# AIM:
Copy the entries beginning at the line that contains "Practice step: locate the dirt" and stopping after the line that contains "x=535, y=409". Rescale only the coordinates listed after each "Target:" line by multiplying them by 0.8 and rounding to whole numbers with halves going up, and keep every other line unchanged.

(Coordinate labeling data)

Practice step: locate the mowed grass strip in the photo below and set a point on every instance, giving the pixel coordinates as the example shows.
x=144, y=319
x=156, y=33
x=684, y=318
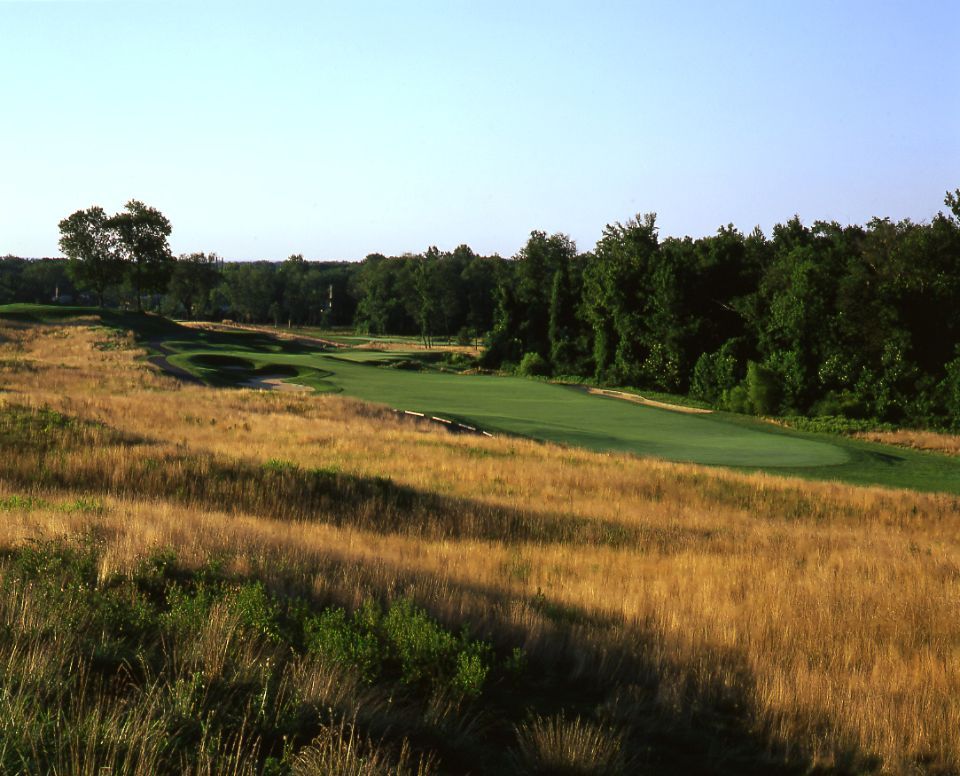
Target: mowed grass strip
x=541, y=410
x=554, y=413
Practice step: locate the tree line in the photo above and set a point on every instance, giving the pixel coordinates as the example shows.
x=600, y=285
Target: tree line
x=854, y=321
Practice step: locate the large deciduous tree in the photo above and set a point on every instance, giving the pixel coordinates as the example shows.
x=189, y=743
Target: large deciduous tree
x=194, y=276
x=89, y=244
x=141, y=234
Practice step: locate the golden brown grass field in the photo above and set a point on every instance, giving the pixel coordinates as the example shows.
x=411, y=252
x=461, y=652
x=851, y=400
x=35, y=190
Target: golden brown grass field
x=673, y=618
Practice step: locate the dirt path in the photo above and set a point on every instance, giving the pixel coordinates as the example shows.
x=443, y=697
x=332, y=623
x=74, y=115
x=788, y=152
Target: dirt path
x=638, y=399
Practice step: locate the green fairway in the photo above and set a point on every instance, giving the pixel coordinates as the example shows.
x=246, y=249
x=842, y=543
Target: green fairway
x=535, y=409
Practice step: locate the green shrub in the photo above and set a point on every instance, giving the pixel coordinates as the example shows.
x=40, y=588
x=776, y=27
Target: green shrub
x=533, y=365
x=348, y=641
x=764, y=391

# RESPONSE TO THE TASK:
Practice step: locate the dirt path in the photo above and set a point on every instance, giving the pixel coordinates as the example shows.
x=443, y=697
x=332, y=623
x=74, y=115
x=788, y=152
Target: dirt path
x=510, y=319
Practice step: locate the green fairway in the photo above and set a point on every instance, giving the pixel coordinates as the example shows.
x=246, y=249
x=842, y=543
Target: green fairway
x=428, y=327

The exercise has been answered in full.